▶ **Aim**: Repeat the listing in full, exactly as it stands.

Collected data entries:
:::::

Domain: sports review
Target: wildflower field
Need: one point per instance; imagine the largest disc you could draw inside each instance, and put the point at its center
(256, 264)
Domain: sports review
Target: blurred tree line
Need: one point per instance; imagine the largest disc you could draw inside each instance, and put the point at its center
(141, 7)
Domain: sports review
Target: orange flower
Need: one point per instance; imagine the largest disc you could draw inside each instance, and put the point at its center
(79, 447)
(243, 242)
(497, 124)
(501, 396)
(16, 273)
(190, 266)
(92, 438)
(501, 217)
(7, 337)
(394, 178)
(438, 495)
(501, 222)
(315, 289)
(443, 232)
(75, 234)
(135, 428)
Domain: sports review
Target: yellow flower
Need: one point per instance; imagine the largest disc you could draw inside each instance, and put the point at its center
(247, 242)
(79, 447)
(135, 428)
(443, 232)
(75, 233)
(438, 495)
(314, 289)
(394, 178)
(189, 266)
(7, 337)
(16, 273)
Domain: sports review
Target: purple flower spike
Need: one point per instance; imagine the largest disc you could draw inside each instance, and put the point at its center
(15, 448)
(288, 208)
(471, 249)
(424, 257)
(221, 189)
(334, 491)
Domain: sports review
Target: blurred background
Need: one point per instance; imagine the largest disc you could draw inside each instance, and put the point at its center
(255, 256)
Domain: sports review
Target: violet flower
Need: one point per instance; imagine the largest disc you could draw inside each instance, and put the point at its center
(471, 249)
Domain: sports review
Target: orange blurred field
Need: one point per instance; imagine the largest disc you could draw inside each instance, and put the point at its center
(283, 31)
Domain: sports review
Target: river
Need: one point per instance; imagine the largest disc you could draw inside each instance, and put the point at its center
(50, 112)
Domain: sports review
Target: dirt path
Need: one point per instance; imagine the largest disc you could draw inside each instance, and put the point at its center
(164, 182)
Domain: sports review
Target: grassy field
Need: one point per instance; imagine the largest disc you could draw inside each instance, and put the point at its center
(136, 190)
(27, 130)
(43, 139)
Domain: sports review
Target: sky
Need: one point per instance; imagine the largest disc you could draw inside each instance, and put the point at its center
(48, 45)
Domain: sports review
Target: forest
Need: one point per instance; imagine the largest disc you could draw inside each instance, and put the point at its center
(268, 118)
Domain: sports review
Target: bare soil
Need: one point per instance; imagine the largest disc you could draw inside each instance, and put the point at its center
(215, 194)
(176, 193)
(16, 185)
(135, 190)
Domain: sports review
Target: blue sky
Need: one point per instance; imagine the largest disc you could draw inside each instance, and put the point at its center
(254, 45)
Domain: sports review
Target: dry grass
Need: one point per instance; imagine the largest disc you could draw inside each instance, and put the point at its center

:::::

▶ **Exercise solution**:
Domain: sports review
Target: wildflower field
Need: one point per instance; imagine the largest disc you could draw inside each instance, and put the point at its center
(256, 264)
Domain: sports review
Target: blurred tree line
Need: one point per instance; imagine the largest disc you could draw inside each instance, and put the point at its center
(141, 7)
Domain: sports review
Target: orange flower
Need: one point per instance; imagine the largest disc you could draw inside each instance, and put the point at its center
(79, 447)
(243, 242)
(497, 124)
(501, 396)
(16, 273)
(190, 266)
(92, 438)
(501, 217)
(7, 337)
(394, 178)
(438, 495)
(501, 222)
(315, 289)
(443, 232)
(75, 234)
(135, 428)
Domain: sports review
Target: yellow flower
Need: one point per instance; imagine the largest disc you could draw inside each instance, and put the point at its center
(247, 242)
(79, 447)
(135, 428)
(443, 232)
(75, 233)
(438, 495)
(314, 289)
(394, 178)
(189, 266)
(7, 337)
(16, 273)
Domain: sports review
Target: purple flower spike
Need: one point per instance; imagine the largest disc you could draw inside each instance, and put the point at its center
(15, 448)
(288, 208)
(471, 249)
(424, 257)
(221, 189)
(334, 491)
Domain: sports review
Target: blurred background
Need: one point per instance; imagine the largest disc you could draw inside each instance, and put the point at its center
(255, 256)
Domain: sports review
Target: violet flower
Need: one point per instance; imagine the largest disc you could draw inside each instance, and put the point at its center
(471, 249)
Domain: sports review
Target: orange blurred field
Need: one point per instance; imagine the largest disc you could draw inside each instance, and put the point at its center
(283, 31)
Domain: sports review
Target: river
Need: one point per instance; imagine the largest disc you could draw inside each instance, and put the point at its center
(50, 112)
Domain: sports review
Target: dirt path
Need: one point per instance; imagine the largest disc you could draw inside each instance, and put the point at its center
(164, 182)
Domain: sports review
Target: grassy field
Need: one point per instance; imagine the largest disc you could draw inside each instance, and put the point at its center
(136, 190)
(27, 130)
(43, 139)
Domain: sports review
Target: sky
Need: one point per instance; imagine the largest disc you could draw inside each instance, and put the point at its center
(48, 45)
Domain: sports review
Target: forest
Need: one point per instance; imagine the largest disc you could draw inside each instance, and put the point at its center
(268, 118)
Domain: sports review
Target: bare soil
Need: one point per instance; imagine the largest disc you could draw inside each instance, and put the point at its center
(215, 194)
(176, 193)
(16, 185)
(135, 190)
Domain: sports review
Target: blue sky
Need: one point per instance; imagine the largest disc you could draw inside each instance, and put the point at its center
(254, 45)
Domain: sports review
Target: dry grass
Need: one point per instance; imagine the largest disc you could draw inside each instance, and put the point at its center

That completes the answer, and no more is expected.